Please reproduce every entry below, swapping "flagged" for "marked" and leaving everything else unchanged.

**RECORDS SUPPLIED:**
======

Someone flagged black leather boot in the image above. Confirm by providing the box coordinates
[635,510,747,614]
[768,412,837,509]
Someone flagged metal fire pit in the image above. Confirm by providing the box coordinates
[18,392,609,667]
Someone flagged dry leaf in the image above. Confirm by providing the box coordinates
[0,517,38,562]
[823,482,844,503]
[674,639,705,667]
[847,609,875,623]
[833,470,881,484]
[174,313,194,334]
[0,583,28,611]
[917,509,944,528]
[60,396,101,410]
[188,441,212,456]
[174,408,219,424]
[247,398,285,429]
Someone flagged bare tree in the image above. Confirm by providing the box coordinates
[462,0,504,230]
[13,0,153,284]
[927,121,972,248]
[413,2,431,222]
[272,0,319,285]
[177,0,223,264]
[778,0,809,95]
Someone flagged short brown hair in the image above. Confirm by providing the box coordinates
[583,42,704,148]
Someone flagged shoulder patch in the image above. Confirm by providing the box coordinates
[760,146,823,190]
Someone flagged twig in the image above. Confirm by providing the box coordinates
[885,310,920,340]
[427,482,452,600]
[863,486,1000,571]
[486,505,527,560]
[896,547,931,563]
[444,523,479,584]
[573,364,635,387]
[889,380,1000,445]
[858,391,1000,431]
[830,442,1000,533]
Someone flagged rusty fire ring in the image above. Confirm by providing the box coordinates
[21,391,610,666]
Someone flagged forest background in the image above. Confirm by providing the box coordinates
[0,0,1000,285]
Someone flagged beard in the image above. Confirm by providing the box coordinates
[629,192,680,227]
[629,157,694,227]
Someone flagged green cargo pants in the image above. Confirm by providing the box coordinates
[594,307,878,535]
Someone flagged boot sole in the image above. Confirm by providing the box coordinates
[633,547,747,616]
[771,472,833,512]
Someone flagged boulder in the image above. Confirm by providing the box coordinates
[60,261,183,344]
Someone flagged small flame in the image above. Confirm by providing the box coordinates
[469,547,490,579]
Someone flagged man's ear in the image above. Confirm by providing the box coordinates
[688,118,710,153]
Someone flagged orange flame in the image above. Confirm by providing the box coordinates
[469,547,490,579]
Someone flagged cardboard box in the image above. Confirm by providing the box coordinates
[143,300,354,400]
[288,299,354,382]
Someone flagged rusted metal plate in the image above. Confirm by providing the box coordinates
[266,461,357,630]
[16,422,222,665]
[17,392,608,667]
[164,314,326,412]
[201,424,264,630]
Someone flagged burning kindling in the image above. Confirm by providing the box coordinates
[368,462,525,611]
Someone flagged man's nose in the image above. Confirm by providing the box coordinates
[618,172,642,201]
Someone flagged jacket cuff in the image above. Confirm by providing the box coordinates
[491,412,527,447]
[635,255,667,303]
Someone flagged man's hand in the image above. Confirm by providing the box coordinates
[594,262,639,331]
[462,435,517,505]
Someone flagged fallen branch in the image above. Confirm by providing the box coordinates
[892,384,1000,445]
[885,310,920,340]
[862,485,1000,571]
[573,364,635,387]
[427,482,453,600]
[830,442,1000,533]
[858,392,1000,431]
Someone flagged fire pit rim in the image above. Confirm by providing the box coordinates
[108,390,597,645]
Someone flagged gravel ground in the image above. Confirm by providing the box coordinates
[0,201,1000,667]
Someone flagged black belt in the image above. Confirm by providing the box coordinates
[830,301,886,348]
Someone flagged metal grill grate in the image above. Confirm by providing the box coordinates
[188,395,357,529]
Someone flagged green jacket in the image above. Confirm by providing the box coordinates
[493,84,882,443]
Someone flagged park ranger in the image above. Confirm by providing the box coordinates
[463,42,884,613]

======

**RESULT OF THIS TASK:**
Someone marked black leather boot in the image above. Confirm by providing the box coordinates
[635,510,747,614]
[768,412,837,509]
Someone marked metal fire pit in the image above. Confirm by providing the box coordinates
[18,392,609,667]
Someone marked dry leaf in the image above. Confirm by providing the box coordinates
[0,517,38,562]
[823,482,844,503]
[674,639,705,667]
[847,609,875,623]
[833,470,881,484]
[174,313,194,334]
[0,583,28,611]
[917,509,944,528]
[60,396,101,410]
[188,441,212,456]
[174,408,219,424]
[247,398,285,429]
Someone marked bare tree in the image above. Confirm by providing the box coordinates
[462,0,504,230]
[13,0,153,284]
[927,121,972,248]
[413,2,431,222]
[272,0,319,285]
[177,0,223,264]
[778,0,809,95]
Someone marked short brown hair in the image above. Confirm by providing the box coordinates
[583,42,704,148]
Someone marked shoulder patch in the image above. Confirm by providing the box coordinates
[760,146,823,190]
Someone marked twig in the image above. Confirm by providing the box coordinates
[885,310,920,340]
[427,482,452,600]
[863,486,1000,571]
[486,505,527,560]
[896,547,931,563]
[444,523,479,584]
[573,364,635,387]
[889,380,1000,445]
[858,391,1000,431]
[830,442,1000,533]
Someone marked rusty fire ring in the image above. Confirm by providing the box coordinates
[21,391,610,666]
Someone marked forest background in the image above. Confirm by providing the box coordinates
[0,0,1000,285]
Someone marked beard in the image above. Confirm by providing the box coordinates
[629,192,680,227]
[629,157,694,227]
Someone marked green cargo pants in the image above. Confirm by providing the box coordinates
[594,307,878,535]
Someone marked boot sole in the image above. Confirm by providing the box coordinates
[633,547,747,616]
[771,472,833,512]
Someone marked boulder in the image above. Confirm by providing the box coordinates
[60,261,183,344]
Someone marked small flame in the image above. Confirm by providing the box coordinates
[469,547,490,579]
Someone marked man's ear in the image above. Confirm by providing the box coordinates
[688,118,710,153]
Someone marked orange flame in the image above. Confirm by providing the box coordinates
[469,547,490,579]
Someone marked cardboard box in the image above. Confirm by providing the box coordinates
[143,300,354,400]
[288,299,354,382]
Someone marked rusted metal plate in the image above. Confirm by providing the box coordinates
[266,461,357,630]
[16,422,222,665]
[17,392,608,667]
[164,314,326,412]
[201,424,264,630]
Someone marked burning kindling in the image above. Confirm by providing the box coordinates
[368,462,525,611]
Someone marked man's nose in the image above. Confirm by providing the box coordinates
[618,172,642,201]
Someone marked jacket cuff in the image above. Confirm by providing the box coordinates
[491,412,527,447]
[635,255,667,303]
Someone marked man's hand in the image above. Confirm by providing the box coordinates
[594,262,639,331]
[462,435,517,505]
Someone marked fallen branch in the image above. Confirm by providing the box coordinates
[892,384,1000,445]
[885,310,920,340]
[862,485,1000,571]
[573,364,635,387]
[427,482,453,600]
[830,442,1000,533]
[858,392,1000,431]
Someone marked fire pit rim in the image above. Confirm by providing the box coordinates
[108,390,597,645]
Someone marked gravel ground in the image above. Confirm by providing the box coordinates
[0,201,1000,667]
Someone marked black belt in the image above. Confirm by providing the box coordinates
[830,301,886,348]
Someone marked metal grill grate in the image above. Confirm by providing the box coordinates
[188,395,357,529]
Someone marked green jacket in the image above. Confirm by providing the box coordinates
[493,84,882,443]
Someone marked park ranger in the image above. Confirm by providing the box coordinates
[463,42,884,613]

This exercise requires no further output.